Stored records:

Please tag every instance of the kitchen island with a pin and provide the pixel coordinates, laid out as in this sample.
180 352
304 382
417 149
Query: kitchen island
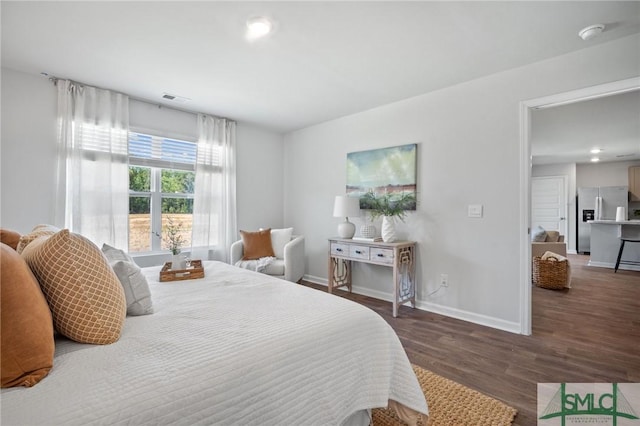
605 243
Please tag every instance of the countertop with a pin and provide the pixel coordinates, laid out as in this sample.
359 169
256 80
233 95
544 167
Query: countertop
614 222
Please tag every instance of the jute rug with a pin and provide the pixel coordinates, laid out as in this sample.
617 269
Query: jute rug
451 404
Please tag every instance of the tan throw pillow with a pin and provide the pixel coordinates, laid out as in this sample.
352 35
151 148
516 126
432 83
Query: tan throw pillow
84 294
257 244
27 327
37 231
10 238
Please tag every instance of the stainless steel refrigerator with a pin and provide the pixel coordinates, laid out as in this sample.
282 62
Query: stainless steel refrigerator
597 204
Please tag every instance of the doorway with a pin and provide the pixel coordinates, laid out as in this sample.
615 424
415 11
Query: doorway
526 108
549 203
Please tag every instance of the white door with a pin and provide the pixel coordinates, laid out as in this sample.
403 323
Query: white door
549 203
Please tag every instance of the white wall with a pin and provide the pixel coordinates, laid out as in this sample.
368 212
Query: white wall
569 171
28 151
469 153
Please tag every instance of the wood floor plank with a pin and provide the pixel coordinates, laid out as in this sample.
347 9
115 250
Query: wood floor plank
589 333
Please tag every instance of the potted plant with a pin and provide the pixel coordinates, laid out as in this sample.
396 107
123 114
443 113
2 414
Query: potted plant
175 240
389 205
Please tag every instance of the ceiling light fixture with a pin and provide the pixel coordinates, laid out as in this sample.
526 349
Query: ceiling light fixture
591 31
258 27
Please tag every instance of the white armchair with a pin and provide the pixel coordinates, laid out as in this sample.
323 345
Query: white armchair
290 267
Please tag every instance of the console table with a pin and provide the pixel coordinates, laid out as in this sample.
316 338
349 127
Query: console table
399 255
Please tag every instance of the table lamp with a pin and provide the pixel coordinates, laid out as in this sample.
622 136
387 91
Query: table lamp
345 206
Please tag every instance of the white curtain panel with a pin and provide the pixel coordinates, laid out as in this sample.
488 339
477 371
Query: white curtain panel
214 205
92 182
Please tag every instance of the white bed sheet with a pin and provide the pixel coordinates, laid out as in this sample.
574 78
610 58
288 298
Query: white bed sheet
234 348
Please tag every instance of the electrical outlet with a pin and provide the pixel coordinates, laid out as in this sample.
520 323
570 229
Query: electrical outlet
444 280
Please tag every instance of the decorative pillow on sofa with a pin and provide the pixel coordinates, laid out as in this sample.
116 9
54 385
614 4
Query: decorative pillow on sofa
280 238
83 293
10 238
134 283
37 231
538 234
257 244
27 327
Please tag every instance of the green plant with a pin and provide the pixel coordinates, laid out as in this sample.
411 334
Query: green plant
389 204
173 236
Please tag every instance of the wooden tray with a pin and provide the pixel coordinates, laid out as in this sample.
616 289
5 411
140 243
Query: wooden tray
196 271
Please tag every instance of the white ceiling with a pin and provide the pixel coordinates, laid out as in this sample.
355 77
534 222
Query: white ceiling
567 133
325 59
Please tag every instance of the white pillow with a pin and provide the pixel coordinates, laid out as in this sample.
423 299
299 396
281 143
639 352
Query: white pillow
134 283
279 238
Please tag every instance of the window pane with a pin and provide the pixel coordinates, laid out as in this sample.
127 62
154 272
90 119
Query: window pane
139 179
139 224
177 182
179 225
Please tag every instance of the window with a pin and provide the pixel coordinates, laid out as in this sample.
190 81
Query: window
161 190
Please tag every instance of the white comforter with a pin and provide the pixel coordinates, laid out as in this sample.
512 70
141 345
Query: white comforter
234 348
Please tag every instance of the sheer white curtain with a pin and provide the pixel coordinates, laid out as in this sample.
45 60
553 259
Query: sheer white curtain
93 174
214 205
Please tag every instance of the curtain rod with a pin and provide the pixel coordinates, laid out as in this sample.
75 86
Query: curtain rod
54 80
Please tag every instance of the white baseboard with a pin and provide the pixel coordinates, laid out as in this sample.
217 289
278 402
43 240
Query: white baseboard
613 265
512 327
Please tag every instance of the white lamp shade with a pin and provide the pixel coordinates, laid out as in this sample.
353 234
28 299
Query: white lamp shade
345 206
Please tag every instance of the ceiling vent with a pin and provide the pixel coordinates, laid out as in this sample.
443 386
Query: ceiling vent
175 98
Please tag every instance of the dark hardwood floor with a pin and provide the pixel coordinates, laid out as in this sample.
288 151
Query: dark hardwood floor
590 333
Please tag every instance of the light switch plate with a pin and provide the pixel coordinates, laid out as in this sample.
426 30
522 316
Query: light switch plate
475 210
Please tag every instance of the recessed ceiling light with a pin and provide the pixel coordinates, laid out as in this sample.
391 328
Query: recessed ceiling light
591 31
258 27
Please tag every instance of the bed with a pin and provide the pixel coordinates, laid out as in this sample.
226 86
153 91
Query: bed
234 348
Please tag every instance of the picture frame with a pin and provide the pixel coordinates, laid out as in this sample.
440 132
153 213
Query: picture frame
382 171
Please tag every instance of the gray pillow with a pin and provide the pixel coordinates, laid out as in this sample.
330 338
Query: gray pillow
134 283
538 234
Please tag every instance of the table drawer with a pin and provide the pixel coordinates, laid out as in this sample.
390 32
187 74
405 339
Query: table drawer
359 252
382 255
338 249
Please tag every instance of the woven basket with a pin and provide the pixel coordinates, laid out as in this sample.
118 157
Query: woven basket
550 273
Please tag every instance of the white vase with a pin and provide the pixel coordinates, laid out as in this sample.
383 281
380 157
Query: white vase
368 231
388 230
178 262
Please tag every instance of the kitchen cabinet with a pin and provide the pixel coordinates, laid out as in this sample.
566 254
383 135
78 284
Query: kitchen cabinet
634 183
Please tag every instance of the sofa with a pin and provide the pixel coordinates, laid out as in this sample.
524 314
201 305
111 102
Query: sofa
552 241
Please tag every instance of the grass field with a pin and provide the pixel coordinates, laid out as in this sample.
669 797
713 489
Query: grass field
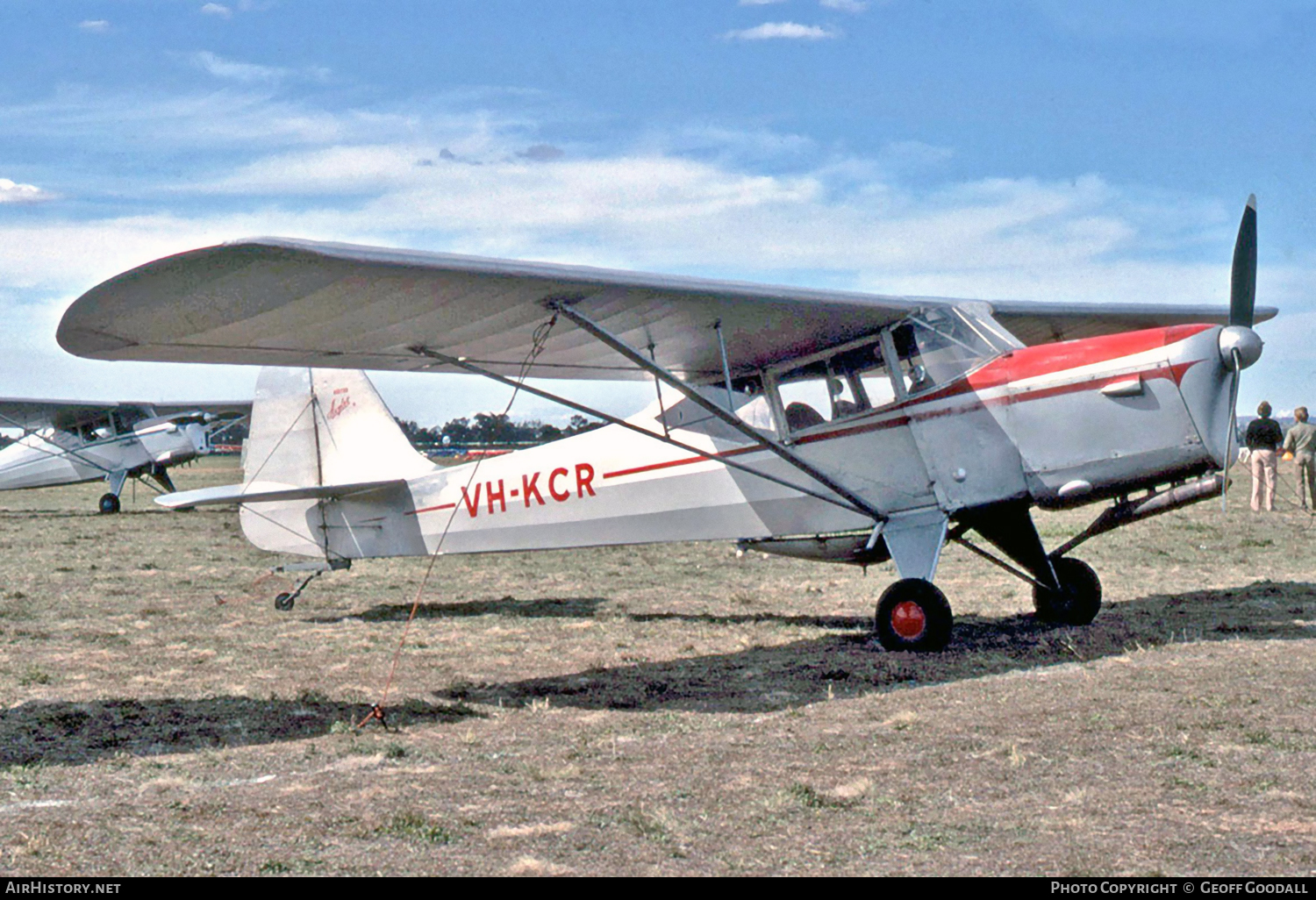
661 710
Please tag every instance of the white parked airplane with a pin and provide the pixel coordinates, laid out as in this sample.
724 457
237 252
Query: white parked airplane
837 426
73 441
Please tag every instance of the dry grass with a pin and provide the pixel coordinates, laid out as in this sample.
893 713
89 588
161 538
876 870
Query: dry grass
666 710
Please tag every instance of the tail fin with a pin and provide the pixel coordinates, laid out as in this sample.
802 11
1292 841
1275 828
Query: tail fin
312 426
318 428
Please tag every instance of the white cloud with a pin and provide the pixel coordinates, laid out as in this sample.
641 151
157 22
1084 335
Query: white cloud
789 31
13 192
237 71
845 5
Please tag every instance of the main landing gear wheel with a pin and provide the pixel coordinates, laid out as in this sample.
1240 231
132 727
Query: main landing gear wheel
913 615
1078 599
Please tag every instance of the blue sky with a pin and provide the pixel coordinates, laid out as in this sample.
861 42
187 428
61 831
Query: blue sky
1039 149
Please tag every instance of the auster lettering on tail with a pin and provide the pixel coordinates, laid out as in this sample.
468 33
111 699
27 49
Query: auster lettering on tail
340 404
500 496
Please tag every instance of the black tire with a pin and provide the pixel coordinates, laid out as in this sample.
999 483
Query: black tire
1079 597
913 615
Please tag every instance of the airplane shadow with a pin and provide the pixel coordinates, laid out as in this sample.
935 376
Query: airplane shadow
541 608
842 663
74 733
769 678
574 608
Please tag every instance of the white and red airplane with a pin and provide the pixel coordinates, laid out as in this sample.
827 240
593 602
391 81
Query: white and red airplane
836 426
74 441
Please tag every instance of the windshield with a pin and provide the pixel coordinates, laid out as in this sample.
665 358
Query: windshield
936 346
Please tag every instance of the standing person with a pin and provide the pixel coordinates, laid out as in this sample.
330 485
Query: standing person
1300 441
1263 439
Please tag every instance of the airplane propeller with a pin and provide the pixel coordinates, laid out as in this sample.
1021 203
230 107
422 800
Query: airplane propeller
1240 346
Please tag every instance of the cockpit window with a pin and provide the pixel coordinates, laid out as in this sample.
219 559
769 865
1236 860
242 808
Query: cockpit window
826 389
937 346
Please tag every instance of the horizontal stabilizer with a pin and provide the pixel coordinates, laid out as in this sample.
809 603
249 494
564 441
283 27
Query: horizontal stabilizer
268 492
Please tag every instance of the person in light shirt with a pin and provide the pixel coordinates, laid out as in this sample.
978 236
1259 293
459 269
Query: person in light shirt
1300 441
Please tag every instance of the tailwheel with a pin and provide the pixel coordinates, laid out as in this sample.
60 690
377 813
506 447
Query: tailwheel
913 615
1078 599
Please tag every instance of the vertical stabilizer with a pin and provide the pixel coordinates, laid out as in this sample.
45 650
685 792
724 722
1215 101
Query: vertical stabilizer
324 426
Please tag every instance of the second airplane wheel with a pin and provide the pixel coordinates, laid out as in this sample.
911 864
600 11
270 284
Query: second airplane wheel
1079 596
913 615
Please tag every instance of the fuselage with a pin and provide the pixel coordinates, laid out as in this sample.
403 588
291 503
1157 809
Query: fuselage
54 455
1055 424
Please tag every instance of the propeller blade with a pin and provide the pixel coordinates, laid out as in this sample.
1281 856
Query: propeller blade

Aim of the task: Find the lines above that contain the word "blade" and copy each one.

Task response:
Please tag every instance of the propeller blade with a pin and provide the pixel coordinates, laid out as in this sample.
Query: propeller blade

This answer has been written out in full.